## WORKING DATA
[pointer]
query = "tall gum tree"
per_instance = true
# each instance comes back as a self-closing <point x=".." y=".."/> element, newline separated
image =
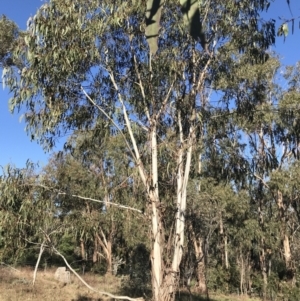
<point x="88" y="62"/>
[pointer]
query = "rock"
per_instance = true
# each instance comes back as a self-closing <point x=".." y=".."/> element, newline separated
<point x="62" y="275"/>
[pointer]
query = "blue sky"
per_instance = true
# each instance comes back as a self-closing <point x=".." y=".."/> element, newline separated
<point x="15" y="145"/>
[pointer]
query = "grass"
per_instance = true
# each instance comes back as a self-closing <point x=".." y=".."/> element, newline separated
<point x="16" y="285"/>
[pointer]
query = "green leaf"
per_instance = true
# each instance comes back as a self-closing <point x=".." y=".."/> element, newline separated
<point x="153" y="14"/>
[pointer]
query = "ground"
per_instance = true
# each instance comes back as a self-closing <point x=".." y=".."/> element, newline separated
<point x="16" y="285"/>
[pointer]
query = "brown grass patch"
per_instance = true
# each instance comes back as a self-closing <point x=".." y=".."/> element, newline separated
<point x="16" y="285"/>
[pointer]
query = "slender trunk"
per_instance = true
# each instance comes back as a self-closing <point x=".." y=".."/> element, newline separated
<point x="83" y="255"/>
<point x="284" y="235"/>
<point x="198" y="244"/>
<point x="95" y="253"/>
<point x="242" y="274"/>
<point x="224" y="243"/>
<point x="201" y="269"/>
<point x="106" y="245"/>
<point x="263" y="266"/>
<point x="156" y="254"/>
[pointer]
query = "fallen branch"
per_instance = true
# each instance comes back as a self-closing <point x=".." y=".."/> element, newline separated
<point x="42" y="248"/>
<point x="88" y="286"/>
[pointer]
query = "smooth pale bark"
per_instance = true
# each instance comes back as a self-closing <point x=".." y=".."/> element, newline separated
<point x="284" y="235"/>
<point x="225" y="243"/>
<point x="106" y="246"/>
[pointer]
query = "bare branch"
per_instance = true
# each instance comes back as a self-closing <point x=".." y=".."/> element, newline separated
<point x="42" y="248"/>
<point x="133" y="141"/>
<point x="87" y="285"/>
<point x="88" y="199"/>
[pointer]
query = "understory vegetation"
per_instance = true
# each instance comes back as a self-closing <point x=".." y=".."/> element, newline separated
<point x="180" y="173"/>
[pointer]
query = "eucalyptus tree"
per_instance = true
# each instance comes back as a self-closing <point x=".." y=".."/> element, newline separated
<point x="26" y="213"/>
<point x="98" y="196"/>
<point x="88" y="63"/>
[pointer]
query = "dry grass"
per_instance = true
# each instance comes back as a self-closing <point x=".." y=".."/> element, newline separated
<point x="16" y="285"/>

==

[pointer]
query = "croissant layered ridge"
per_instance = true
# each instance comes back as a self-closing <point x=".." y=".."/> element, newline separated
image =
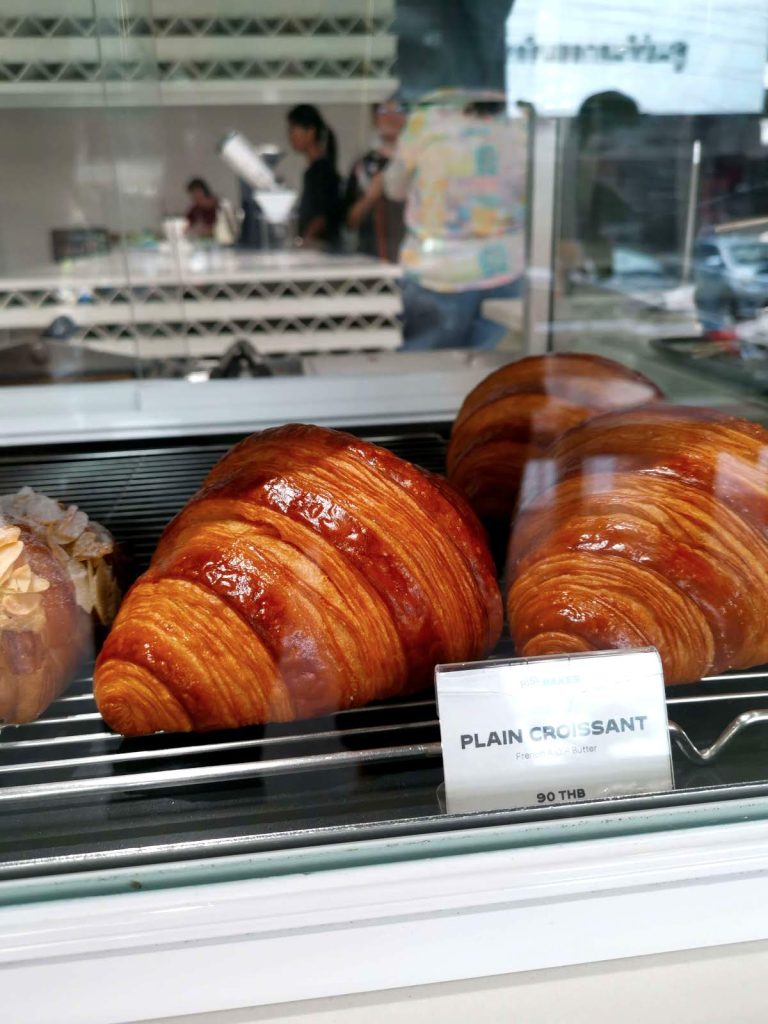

==

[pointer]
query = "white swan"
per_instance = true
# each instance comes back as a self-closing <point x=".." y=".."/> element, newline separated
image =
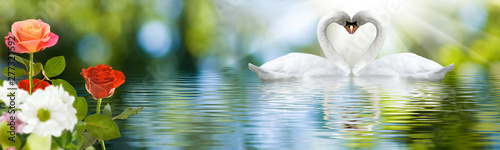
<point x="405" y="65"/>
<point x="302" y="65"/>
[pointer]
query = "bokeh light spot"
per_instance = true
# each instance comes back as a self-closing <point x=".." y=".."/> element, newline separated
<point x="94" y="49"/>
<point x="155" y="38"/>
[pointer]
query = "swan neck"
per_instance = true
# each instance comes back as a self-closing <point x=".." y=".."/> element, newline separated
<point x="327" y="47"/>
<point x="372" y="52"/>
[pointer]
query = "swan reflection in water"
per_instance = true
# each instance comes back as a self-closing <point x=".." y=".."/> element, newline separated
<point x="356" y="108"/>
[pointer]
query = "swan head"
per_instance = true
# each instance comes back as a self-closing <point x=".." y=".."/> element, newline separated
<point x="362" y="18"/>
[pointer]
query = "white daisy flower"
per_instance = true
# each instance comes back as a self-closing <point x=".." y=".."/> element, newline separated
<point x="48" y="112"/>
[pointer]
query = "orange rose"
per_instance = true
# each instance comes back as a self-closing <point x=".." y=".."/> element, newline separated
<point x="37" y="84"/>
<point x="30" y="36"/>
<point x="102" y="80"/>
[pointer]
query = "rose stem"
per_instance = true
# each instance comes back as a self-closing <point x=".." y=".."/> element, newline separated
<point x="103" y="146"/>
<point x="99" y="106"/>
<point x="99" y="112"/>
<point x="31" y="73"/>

## TASK OBJECTIVE
Copy every line of the records above that contains the string "tree", treating uppercase and lowercase as different.

## FINISHED TASK
query = "tall gum tree"
query = "eucalyptus tree"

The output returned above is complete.